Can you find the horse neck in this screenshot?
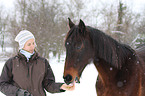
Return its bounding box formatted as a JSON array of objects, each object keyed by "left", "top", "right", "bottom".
[{"left": 94, "top": 51, "right": 140, "bottom": 85}]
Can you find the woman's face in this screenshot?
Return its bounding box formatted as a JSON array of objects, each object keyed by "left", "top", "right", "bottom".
[{"left": 23, "top": 39, "right": 35, "bottom": 53}]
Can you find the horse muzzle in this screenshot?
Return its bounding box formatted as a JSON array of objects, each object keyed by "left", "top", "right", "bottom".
[{"left": 63, "top": 75, "right": 80, "bottom": 85}]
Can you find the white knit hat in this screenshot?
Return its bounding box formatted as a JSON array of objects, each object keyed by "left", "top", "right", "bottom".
[{"left": 15, "top": 30, "right": 35, "bottom": 49}]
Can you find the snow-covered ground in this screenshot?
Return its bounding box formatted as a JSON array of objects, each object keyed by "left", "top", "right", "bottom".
[{"left": 0, "top": 53, "right": 98, "bottom": 96}]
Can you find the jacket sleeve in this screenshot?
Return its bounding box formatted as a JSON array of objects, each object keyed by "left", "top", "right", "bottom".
[
  {"left": 0, "top": 59, "right": 18, "bottom": 96},
  {"left": 43, "top": 59, "right": 65, "bottom": 93}
]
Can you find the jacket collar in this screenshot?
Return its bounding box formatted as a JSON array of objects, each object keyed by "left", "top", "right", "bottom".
◆ ◆ ◆ ◆ ◆
- **TASK TO CARRY OUT**: Could you output every line of the items above as a Markdown table, with the row number in a column headed Row and the line itself in a column headed Text, skipping any blank lines? Leave the pictures out.

- **RESULT OF THIS EXERCISE**:
| Row | Text |
|---|---|
| 1 | Can you find the horse neck in this screenshot? |
| 2 | Return its bounding box formatted as a JSON array of objects, each object keyed by "left", "top", "right", "bottom". |
| 3 | [{"left": 94, "top": 51, "right": 140, "bottom": 85}] |
| 4 | Can you find the woman's face in this screenshot? |
| 5 | Return its bounding box formatted as a JSON array of objects, each object keyed by "left", "top", "right", "bottom". |
| 6 | [{"left": 23, "top": 39, "right": 35, "bottom": 53}] |
| 7 | Can you find the horse muzzle in this screenshot? |
| 8 | Return its bounding box formatted as a JSON array of objects, each object keyed by "left", "top", "right", "bottom". |
| 9 | [{"left": 63, "top": 75, "right": 80, "bottom": 85}] |
| 10 | Can you find the white knit hat in this screenshot? |
| 11 | Return its bounding box formatted as a JSON array of objects, each object keyed by "left", "top", "right", "bottom". |
| 12 | [{"left": 15, "top": 30, "right": 35, "bottom": 49}] |
| 13 | Can you find the snow-covered ground in this screenshot? |
| 14 | Return its bounding box formatted as a JSON array of objects, each object keyed by "left", "top", "right", "bottom". |
| 15 | [{"left": 0, "top": 53, "right": 98, "bottom": 96}] |
| 16 | Can you find the jacket sleeve in this screenshot? |
| 17 | Return its bounding box formatted as a JSON array of objects, each object keyed by "left", "top", "right", "bottom". |
| 18 | [ |
| 19 |   {"left": 0, "top": 59, "right": 18, "bottom": 96}, |
| 20 |   {"left": 43, "top": 59, "right": 65, "bottom": 93} |
| 21 | ] |
| 22 | Can you find the jacket collar in this screenshot? |
| 23 | Return its bounding box formatted as a JSON array of objects, each object keyed by "left", "top", "right", "bottom". |